[START OF INPUT RECORDS]
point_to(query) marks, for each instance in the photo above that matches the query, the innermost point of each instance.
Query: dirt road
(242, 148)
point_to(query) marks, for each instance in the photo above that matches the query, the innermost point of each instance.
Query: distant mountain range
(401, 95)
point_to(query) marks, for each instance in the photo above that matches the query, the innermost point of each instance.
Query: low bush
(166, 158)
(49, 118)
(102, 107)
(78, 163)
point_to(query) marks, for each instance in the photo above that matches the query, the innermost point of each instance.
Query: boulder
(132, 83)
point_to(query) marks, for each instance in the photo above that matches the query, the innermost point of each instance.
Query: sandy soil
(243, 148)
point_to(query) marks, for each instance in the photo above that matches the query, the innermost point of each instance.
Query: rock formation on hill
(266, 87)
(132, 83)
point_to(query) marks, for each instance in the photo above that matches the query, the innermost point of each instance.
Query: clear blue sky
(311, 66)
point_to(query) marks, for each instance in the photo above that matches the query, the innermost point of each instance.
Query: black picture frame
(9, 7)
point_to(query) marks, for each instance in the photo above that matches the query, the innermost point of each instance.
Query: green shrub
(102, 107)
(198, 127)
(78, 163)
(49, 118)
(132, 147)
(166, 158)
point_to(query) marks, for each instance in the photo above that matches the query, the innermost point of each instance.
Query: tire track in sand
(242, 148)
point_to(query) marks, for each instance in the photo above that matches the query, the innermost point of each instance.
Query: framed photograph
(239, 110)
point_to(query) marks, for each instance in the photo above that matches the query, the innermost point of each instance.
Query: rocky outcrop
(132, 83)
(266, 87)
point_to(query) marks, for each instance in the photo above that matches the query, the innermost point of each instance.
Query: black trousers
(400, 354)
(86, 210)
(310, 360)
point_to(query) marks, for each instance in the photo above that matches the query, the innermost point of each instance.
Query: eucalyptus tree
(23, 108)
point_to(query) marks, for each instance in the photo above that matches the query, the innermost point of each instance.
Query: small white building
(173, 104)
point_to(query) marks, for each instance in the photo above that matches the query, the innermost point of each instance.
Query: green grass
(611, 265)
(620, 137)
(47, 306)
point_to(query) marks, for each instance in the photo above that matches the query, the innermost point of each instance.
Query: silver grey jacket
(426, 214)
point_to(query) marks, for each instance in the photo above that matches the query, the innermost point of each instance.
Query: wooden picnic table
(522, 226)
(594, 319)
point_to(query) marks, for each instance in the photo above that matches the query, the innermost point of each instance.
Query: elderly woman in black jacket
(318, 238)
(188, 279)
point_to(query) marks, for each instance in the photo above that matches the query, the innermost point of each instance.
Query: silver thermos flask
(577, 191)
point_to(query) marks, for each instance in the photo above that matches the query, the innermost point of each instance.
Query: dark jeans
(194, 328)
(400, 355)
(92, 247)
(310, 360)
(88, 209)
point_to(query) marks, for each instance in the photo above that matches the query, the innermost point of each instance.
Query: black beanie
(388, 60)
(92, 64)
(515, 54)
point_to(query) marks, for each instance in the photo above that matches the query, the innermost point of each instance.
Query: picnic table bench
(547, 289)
[END OF INPUT RECORDS]
[START OF INPUT RECORDS]
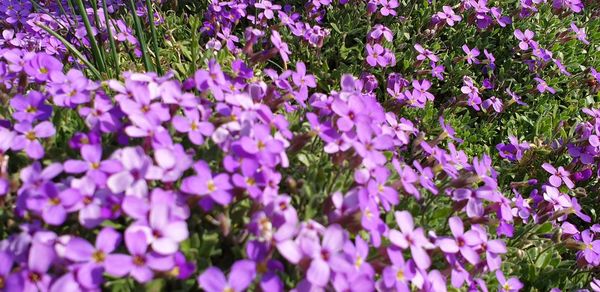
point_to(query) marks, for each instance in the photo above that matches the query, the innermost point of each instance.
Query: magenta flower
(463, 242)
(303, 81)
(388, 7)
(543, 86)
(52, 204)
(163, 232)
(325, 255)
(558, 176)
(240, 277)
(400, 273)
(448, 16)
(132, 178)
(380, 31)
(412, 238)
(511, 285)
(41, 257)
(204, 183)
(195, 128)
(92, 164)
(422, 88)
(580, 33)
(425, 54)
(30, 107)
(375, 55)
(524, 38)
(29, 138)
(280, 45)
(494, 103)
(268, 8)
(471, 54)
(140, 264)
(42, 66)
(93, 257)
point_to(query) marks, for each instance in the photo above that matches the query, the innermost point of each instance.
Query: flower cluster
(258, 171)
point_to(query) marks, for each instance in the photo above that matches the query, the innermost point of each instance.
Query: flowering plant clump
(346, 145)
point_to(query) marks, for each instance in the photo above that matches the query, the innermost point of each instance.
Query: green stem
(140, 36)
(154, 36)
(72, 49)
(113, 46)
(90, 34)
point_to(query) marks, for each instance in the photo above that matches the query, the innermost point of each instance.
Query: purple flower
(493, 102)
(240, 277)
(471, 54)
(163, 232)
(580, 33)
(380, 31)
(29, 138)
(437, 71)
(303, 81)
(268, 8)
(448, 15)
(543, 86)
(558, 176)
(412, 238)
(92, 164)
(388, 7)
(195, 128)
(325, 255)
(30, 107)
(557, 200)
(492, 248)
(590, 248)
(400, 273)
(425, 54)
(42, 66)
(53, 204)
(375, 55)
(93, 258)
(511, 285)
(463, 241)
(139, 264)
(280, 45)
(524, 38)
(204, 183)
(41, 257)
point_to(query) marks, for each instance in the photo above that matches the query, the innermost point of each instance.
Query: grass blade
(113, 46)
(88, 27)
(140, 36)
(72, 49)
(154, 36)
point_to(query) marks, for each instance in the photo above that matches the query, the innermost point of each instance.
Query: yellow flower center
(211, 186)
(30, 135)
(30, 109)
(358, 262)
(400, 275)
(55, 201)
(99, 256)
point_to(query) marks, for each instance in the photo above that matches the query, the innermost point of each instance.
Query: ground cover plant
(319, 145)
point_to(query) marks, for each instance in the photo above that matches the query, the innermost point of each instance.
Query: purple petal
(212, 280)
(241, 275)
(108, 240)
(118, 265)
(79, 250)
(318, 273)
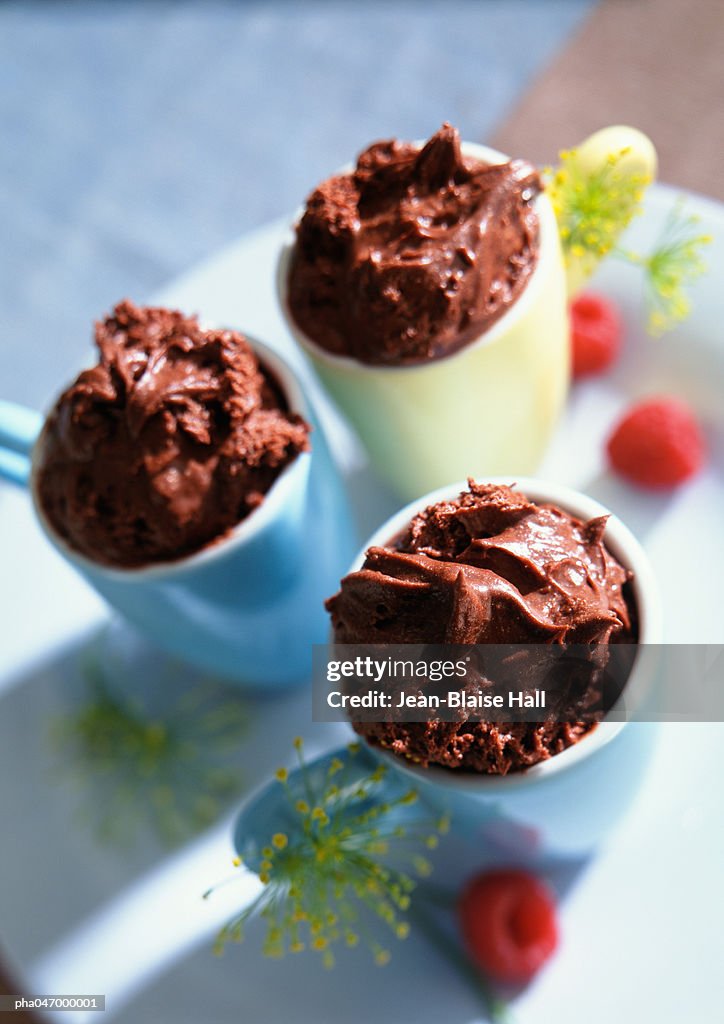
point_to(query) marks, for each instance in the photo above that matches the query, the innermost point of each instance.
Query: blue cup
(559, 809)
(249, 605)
[END OF INPUT RECORDS]
* **DESCRIPTION OF THE TASK**
Please identify each line in the data above that contains the word "table", and copy those lines.

* **ANSWER TO THIS PROBLEM**
Query: wooden picnic table
Query: picnic table bench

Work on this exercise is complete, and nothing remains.